** start Input data **

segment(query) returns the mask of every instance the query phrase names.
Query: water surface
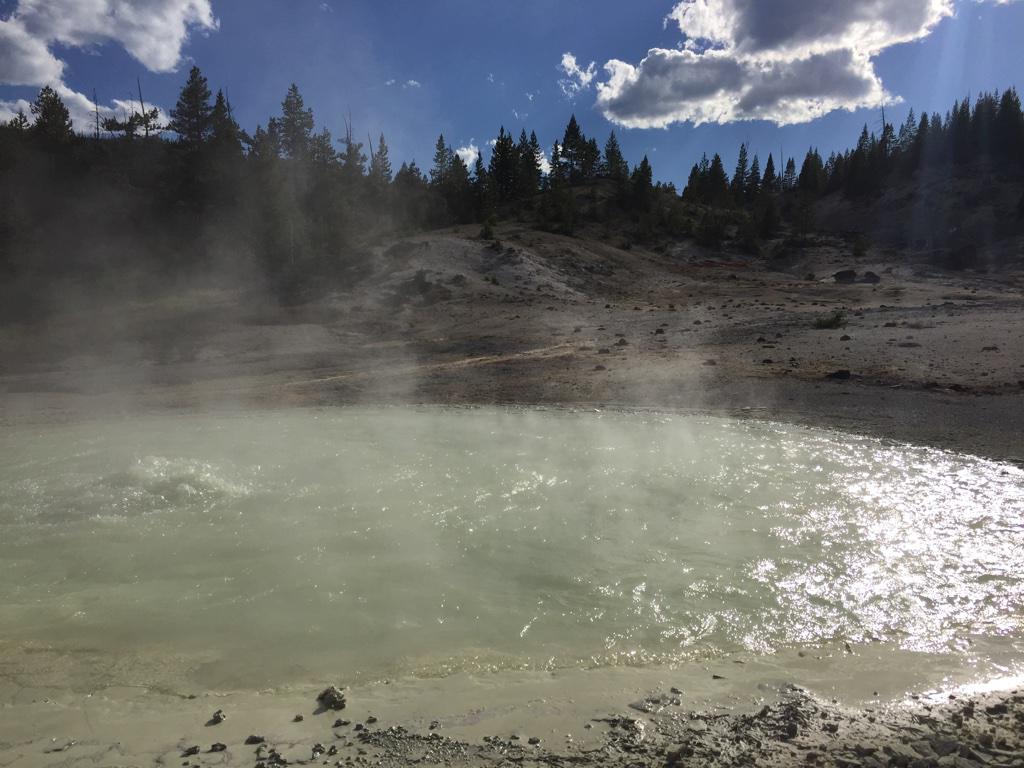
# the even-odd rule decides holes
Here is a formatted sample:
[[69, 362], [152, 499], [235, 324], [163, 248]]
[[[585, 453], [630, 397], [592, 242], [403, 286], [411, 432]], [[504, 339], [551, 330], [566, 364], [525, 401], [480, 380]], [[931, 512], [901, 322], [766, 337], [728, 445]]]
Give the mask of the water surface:
[[947, 452], [485, 409], [0, 434], [0, 665], [79, 689], [956, 654], [1022, 625], [1024, 472]]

** end Input data **

(Given exercise): Rewrite everything from the start of the data down through the line containing "Give the mask", changing "water surface" to "sea surface" and keeping everything else the same. Omit the pictures from your answer.

(Exercise output):
segment(query) returns the mask of every instance the query phrase names.
Query: sea surface
# the even-odd rule decides holes
Here is a formatted sample:
[[69, 362], [152, 499], [235, 324], [163, 248]]
[[[585, 453], [630, 397], [592, 242], [403, 286], [411, 432]], [[504, 339], [551, 330], [566, 364], [525, 401], [480, 380]], [[931, 512], [901, 322], [766, 337], [728, 445]]]
Give the mask of the sea surface:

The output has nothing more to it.